→ **TEXT SECTION**:
EX-5.1 3 exhibit05x1.htm EXHIBIT 5.1  

 

Exhibit 5.1

 Opinion of Homburger AG

 

 

Logocolor

ABB Ltd

Affolternstrasse 44

CH-8050 Zurich

Switzerland

Homburger AG

Prime Tower

Hardstrasse 201

CH–8005 Zurich

 

T  +41 43 222 10 00

F  +41 43 222 15 00

lawyers@homburger.ch

 

March 23, 2020

11018296_5

ABB Ltd – Registration Statement on Form S-8

Ladies and Gentlemen:

We have acted as special Swiss counsel to ABB Ltd, a company limited by shares incorporated under the laws of Switzerland (the Company), in connection with the Registration Statement on Form S-8 (the Registration Statement) to be filed with the United States Securities and Exchange Commission (the SEC) on the date hereof under the Securities Act of 1933, as amended (the Act), with respect to the registration of up to 3,000,000 registered shares of CHF 0.12 par value each of the Company that may be delivered pursuant to the plans covered by the Registration Statement (the Plans). As such counsel, we have been requested to give our opinion as to certain legal matters under Swiss law.

Capitalized terms used herein shall have the meaning attributed to them in the Documents unless otherwise defined herein.

→ **SET EXERCISE 1**: According to the opinion letter, how many registered shares does the Registration Statement cover?
→ **SET EXERCISE 2**: List every term that the opinion letter defines in parentheses.
→ **SET EXERCISE 3**: Proceed with the opinion letter from where it ends.

→ **PROVIDED RECORDS**:

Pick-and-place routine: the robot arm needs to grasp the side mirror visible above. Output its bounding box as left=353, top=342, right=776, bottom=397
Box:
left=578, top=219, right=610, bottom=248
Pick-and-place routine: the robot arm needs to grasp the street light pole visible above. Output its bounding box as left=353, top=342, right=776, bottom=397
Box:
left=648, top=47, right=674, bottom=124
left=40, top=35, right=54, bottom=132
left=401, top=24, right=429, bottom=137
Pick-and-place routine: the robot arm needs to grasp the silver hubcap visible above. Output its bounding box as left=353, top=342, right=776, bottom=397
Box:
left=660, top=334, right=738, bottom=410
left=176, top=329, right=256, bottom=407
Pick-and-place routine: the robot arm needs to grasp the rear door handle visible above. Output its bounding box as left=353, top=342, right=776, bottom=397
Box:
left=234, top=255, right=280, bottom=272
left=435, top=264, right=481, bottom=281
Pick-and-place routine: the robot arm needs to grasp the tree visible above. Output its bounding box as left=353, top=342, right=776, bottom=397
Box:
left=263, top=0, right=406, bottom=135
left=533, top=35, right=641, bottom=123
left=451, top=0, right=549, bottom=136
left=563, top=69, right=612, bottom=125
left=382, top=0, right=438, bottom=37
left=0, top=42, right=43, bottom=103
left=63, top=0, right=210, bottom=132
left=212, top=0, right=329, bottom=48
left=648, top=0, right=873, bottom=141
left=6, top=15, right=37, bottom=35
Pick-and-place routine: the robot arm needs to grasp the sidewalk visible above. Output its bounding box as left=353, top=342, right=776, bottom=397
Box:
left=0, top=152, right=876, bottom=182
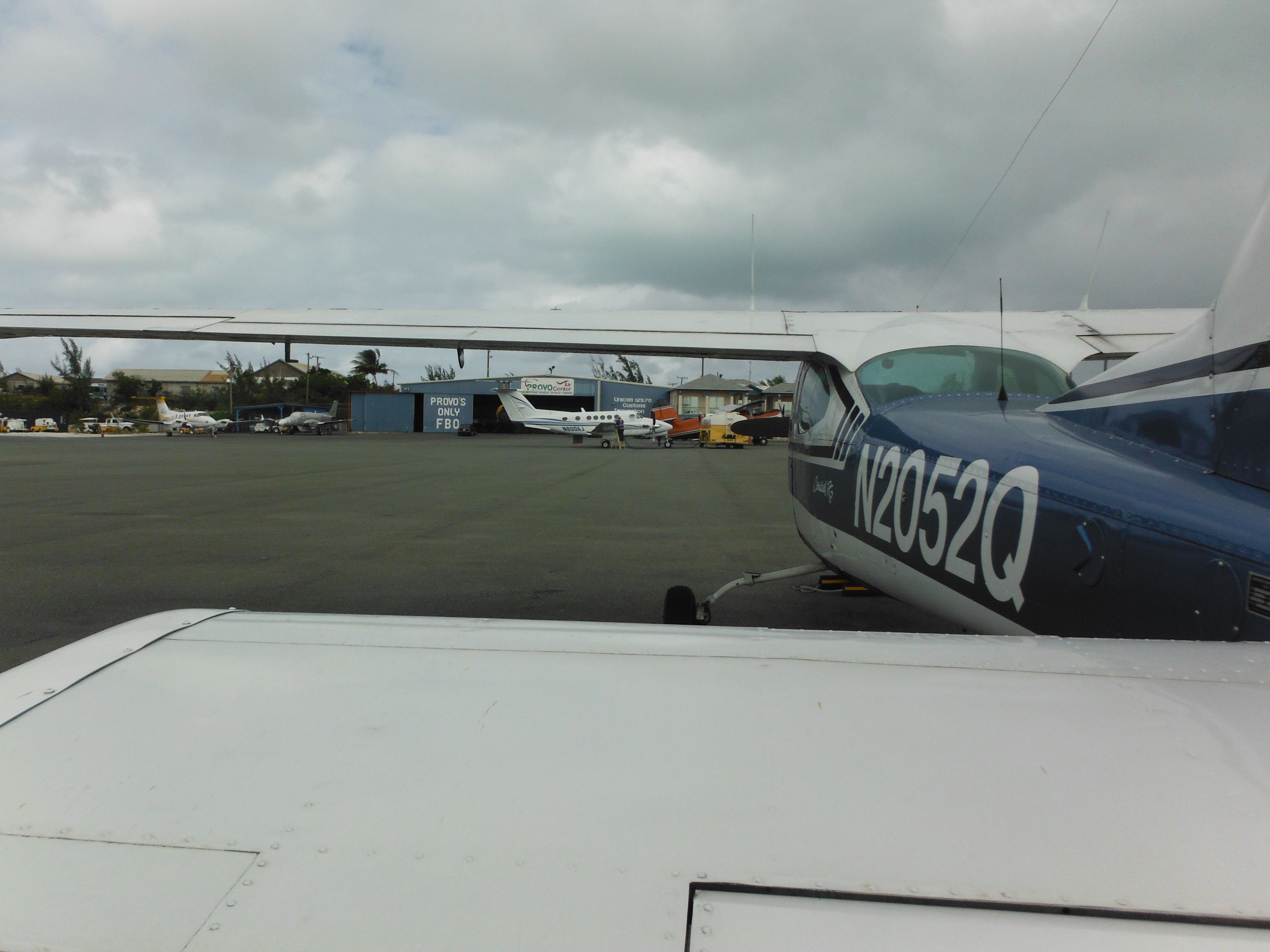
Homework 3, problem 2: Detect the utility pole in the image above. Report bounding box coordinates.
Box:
[749,214,754,311]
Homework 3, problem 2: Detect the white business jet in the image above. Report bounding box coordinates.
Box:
[278,400,339,433]
[495,390,671,448]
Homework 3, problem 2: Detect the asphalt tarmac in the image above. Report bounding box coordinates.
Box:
[0,434,949,670]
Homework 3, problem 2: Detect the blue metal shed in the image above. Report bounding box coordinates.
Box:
[352,393,415,433]
[352,376,669,433]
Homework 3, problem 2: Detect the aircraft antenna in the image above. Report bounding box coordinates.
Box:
[749,213,754,311]
[1080,208,1111,311]
[917,0,1120,309]
[997,278,1010,404]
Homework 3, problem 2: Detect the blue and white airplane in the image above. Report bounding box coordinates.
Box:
[495,390,671,449]
[0,189,1270,640]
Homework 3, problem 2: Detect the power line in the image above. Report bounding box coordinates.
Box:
[917,0,1120,307]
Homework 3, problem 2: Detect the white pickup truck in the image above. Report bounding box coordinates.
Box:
[80,416,136,433]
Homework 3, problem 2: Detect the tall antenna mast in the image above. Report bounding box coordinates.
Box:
[997,278,1010,404]
[749,213,754,311]
[1080,208,1111,311]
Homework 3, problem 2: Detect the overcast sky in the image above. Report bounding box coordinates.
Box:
[0,0,1270,382]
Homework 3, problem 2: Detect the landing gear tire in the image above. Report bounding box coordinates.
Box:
[662,585,698,624]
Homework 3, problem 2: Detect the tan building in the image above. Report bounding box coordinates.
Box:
[671,373,762,416]
[0,371,66,392]
[107,367,230,396]
[255,361,309,380]
[763,381,794,416]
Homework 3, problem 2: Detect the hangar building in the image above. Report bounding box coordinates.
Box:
[352,377,669,433]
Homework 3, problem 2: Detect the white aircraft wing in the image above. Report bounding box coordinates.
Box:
[0,309,1205,369]
[0,611,1270,952]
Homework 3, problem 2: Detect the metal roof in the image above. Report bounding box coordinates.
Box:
[108,367,229,383]
[671,373,759,393]
[0,609,1270,952]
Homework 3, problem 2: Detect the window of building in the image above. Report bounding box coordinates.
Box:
[856,346,1075,406]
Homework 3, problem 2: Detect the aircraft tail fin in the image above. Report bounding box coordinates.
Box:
[494,390,537,423]
[1043,181,1270,490]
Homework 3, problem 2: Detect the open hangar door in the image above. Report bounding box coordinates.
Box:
[472,393,596,433]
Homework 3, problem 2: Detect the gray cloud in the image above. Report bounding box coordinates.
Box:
[0,0,1270,378]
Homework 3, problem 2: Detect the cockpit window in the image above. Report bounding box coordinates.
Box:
[856,346,1076,406]
[794,363,833,433]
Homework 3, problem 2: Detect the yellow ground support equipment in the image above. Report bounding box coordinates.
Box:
[701,424,753,448]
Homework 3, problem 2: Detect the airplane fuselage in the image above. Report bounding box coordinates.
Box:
[790,393,1270,640]
[518,410,671,438]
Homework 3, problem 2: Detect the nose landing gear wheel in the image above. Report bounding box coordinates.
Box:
[662,585,697,624]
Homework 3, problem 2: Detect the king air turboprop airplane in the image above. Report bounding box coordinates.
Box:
[137,397,216,437]
[497,390,671,448]
[0,188,1270,952]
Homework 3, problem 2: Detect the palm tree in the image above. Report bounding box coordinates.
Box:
[353,348,389,386]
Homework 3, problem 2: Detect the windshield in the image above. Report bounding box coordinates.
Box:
[856,346,1076,406]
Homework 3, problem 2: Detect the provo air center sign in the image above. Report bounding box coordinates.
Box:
[521,377,573,396]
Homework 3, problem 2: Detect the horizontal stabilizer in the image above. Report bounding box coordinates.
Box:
[494,390,537,423]
[1041,179,1270,489]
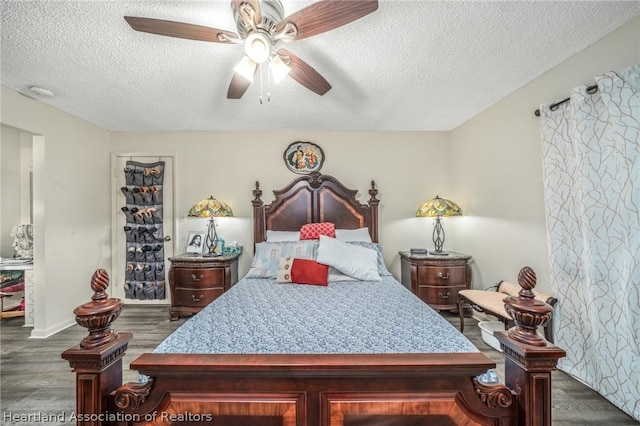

→ **EXERCISE OUTPUT 1**: Up to 3,000,000 registered shares of CHF 0.12 par value each.

→ **EXERCISE OUTPUT 2**: the Company, the Registration Statement, the SEC, the Act, the Plans

→ **EXERCISE OUTPUT 3**:
I.             Basis of Opinion

This opinion is confined to and given on the basis of the laws of Switzerland in force at the date hereof as currently applied by the Swiss courts. In the absence of explicit statutory law, we base our opinion solely on our independent professional judgment. This opinion is also confined to the matters stated herein and is not to be read as extending, by implication or otherwise, to any document referred to in the Documents (other than listed below) or any other matter.

For purposes of this opinion, we have not conducted any due diligence or similar investigation as to factual circumstances, which are or may be referred to in the Documents, and we express no opinion as to the accuracy of representations and warranties of facts set out in the Documents or the factual background assumed therein.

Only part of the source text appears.